**Article:**

Model output compression and storage

FormingWorlds / PROTEUS

Coupled atmosphere-interior framework to simulate the temporal evolution of rocky planets.

https://fwl-proteus.readthedocs.io

Apache License 2.0

12 stars 1 forks source link

Model output compression and storage #70

Closed nichollsh closed 3 months ago

nichollsh commented 9 months ago

It is important to be able to store, share, and analyse model outputs. At the moment, PROTEUS generates an output folder for each simulation and places most of the files within a data/ subfolder. This is fine, but it does not make the outputs easy to share.

We should consider a friendlier method for sharing the outputs of the model, particularly if it includes compressing the data. Simply compressing the data/ folder into a Zip file for the current earth_demo case reduces its size by a factor of 3.3x, which is important to consider when running many models across a grid.

The ideal case would be to synthesise the model output into a single file, including everything from SPIDER, SOCRATES, etc. If done properly, this is highly portable and much faster than reading many separate files. E.g. using Xarray it is possible to read only part of a file from the disk.

Potentially connected to Issue #71.

nichollsh commented 8 months ago

Running a large-ish grid of models indicates that this is going to be an issue going forward. I have a grid with 1029 points (7*7*7*3) running, which will take about 92 hours to complete. However, the total final size is estimated to be at least 516 GB. This is unreasonably large if we want to analyse (all of) the results.

**Data shown:**
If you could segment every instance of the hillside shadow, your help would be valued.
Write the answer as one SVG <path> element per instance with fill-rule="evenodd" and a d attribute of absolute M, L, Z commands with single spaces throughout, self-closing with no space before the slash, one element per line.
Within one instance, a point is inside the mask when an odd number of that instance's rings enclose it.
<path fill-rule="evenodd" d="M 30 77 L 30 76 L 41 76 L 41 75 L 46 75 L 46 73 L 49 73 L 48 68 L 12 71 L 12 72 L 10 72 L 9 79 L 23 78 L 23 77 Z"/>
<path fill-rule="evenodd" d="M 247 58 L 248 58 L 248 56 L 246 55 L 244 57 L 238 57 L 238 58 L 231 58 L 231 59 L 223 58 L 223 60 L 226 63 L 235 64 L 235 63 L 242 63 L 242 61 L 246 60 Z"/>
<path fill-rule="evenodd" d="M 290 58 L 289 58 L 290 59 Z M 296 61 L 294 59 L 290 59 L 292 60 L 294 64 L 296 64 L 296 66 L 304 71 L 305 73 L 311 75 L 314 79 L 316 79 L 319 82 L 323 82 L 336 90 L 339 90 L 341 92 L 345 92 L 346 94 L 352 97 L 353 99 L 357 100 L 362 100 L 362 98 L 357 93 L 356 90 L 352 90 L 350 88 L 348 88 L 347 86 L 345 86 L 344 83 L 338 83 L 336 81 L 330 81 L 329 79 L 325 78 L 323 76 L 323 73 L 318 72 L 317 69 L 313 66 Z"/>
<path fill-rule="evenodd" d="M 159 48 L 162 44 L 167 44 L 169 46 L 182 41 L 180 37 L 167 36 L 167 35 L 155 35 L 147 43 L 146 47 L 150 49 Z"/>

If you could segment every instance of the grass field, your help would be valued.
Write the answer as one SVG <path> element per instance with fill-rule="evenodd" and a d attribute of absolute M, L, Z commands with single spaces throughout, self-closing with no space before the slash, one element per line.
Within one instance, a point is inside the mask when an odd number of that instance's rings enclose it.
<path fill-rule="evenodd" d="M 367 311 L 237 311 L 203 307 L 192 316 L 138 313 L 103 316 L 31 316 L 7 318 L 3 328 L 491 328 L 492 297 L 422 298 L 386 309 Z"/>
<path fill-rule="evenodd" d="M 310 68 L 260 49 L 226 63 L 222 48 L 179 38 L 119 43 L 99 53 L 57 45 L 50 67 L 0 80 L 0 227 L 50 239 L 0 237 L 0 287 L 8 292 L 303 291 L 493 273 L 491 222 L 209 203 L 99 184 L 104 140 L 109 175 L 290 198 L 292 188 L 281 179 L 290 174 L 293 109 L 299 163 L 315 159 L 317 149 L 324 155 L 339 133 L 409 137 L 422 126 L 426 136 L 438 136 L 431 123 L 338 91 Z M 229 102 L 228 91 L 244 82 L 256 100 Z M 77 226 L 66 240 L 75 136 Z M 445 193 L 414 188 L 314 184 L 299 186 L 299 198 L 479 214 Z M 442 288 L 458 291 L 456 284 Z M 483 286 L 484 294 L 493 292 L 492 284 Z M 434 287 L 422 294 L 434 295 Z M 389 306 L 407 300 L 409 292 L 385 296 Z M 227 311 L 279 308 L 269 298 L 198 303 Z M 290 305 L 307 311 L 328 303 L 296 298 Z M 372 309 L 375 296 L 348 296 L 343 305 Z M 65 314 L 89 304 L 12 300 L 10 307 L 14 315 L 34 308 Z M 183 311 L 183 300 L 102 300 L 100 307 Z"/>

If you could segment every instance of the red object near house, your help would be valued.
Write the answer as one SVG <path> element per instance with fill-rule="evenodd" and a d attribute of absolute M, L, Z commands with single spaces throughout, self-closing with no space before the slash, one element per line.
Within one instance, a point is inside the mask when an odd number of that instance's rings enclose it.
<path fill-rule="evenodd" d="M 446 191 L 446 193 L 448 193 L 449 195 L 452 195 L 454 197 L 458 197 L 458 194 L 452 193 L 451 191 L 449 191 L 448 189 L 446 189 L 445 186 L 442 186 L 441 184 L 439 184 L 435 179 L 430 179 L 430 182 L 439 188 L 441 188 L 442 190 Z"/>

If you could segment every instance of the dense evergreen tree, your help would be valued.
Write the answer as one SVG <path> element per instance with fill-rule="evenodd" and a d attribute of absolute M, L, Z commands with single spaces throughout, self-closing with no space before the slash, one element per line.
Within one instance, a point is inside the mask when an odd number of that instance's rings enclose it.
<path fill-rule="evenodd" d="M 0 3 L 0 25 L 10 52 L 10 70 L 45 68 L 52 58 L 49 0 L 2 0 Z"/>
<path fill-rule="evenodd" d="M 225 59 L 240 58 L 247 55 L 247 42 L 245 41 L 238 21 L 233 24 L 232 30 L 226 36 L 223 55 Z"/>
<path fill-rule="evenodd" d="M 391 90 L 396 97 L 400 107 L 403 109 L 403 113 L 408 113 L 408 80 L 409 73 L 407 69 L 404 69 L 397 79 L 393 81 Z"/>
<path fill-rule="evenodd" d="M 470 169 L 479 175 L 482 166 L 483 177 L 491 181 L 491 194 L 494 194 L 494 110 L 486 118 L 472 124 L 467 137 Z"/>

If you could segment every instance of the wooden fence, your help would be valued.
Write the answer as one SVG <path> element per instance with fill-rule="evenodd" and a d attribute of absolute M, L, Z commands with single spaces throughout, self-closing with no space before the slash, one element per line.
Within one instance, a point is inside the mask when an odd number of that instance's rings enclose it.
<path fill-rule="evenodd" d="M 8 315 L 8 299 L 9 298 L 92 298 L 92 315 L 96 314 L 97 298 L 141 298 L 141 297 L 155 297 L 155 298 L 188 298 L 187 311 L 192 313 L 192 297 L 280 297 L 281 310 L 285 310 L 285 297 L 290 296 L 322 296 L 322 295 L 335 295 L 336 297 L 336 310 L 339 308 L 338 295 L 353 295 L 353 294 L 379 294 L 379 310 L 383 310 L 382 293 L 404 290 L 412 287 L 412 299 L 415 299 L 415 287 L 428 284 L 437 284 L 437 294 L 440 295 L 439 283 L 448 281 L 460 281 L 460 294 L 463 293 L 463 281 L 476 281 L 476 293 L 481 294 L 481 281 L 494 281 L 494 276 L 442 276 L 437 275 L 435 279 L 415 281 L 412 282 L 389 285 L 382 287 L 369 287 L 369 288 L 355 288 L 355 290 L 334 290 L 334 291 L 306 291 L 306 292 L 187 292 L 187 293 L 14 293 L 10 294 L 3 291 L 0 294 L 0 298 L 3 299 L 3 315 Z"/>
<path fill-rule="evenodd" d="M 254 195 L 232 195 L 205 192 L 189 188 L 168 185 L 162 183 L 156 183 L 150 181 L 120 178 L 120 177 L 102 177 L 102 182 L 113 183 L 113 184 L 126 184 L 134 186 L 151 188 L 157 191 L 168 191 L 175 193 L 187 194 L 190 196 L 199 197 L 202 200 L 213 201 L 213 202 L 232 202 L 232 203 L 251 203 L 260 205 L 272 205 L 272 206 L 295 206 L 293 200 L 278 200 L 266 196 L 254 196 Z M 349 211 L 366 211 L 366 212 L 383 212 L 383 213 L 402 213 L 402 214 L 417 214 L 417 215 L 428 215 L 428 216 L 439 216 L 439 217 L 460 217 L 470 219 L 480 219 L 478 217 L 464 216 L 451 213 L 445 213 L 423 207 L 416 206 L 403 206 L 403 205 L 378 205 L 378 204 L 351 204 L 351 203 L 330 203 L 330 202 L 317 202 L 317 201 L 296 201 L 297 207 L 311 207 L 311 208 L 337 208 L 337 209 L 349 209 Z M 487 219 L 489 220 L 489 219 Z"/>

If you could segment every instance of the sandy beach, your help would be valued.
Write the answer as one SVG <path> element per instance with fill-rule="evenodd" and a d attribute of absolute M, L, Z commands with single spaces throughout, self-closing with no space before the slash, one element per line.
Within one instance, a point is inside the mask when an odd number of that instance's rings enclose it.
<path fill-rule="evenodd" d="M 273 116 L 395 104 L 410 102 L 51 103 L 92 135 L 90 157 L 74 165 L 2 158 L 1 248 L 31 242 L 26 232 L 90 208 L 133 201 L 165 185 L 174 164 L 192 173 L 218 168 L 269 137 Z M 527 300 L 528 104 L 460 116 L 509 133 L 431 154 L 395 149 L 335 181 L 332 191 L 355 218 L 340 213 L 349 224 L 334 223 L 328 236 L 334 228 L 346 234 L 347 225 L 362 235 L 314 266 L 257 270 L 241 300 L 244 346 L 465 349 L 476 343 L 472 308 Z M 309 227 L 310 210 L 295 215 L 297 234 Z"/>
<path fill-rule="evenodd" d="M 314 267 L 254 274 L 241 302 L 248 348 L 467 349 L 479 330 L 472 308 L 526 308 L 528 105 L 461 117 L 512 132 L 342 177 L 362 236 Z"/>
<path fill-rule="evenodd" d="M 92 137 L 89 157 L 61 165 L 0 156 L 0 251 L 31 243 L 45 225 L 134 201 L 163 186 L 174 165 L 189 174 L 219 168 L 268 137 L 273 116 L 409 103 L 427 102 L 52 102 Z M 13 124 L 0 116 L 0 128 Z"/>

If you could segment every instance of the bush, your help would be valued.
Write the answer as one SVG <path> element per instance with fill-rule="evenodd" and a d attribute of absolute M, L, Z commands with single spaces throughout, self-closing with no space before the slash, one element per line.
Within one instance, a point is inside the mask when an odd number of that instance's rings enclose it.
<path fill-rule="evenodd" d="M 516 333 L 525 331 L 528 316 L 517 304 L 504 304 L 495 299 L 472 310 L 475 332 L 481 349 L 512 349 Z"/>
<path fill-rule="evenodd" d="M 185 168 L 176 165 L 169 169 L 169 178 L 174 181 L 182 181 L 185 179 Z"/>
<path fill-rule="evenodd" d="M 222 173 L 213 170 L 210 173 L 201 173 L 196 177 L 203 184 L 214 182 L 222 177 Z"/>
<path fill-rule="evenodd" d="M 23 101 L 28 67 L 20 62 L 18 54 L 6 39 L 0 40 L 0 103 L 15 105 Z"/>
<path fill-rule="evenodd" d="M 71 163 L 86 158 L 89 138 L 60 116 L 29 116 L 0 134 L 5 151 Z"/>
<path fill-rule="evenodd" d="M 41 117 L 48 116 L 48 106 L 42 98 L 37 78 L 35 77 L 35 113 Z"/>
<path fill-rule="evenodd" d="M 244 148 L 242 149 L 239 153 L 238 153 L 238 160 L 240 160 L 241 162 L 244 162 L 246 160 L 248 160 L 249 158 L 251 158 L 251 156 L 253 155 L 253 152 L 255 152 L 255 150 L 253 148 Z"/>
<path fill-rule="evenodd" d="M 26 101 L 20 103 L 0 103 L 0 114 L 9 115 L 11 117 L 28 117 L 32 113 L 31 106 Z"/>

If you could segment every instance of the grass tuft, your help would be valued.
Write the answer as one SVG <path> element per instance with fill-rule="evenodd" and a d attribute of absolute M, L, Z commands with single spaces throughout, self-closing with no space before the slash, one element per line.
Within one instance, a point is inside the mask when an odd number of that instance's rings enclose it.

**Stated task 1:** Condense the paragraph in the thread on PROTEUS output storage that begins "Running a large-ish grid of models" into a short bulleted list of its main facts.
**Stated task 2:** Extend the thread on PROTEUS output storage, starting right after its last sentence.

**Exercise output 1:**
- Running a fairly large grid of models shows that output size will be an ongoing problem.
- The grid has 1029 points (7*7*7*3).
- It will take about 92 hours to finish.
- Its total final size is estimated at 516 GB or more.
- That is unreasonably large for analysing all of the results.

**Exercise output 2:**
I am sure there's a way to store the output in a format which is smaller on disk and easier to read.

In the mean time, the best way to mitigate this is to simply read in parts of the data as required. e.g: only a subset of the cases, or only the final states of all cases.

timlichtenberg commented 8 months ago

This seems like a good point for discussion with @lsoucasse and @stefsmeets in the next few weeks.

timlichtenberg commented 4 months ago

Since this keeps coming up, what about we 'simply' move every output everywhere to HDF5 file format? This has both a Python and Julia interface: https://docs.h5py.org/en/stable/index.html https://juliaio.github.io/HDF5.jl/stable/

nichollsh commented 4 months ago

I agree that a format like this would be appropriate.

However, I would very much prefer that we use NetCDF instead of HDF5. This is mostly because we are already using NetCDF for storing a fair bit of data anyway, including JANUS and AGNI outputs, opacity information in the DACE pipeline, and in various plotting/analysis tools. NetCDF is also (I think) more popular, so people will be able to access and interpret our data more readily.

There's been a comparison of the two recently. NetCDF is faster at opening/closing files, while HDF5 is faster at reading/writing files. However, the performance differences are pretty minimal. NetCDF is technically a derivative of HDF5.

Both file formats can be interfaced with Xarray, Pandas, Julia, etc.

timlichtenberg commented 4 months ago

Ok, makes sense to me. If @lsoucasse is fine with this, let's aim for unifying all data output to NetCDF then in the future.

lsoucasse commented 4 months ago

Sounds good for me.

nichollsh commented 4 months ago

Excellent. I think the first step towards this would be to separate input/output variables, as discussed before. Then when we've defined what exactly is an "output" (for now) we can hopefully make an easy move towards using NetCDF.

We can use Xarray to open/close the NetCDF files, potentially, or just interface directly with the netCDF4 library.

nichollsh commented 4 months ago

Disentangle input/output variables. Input variables not updated during runtime, and avoid passing entire dictionary to functions.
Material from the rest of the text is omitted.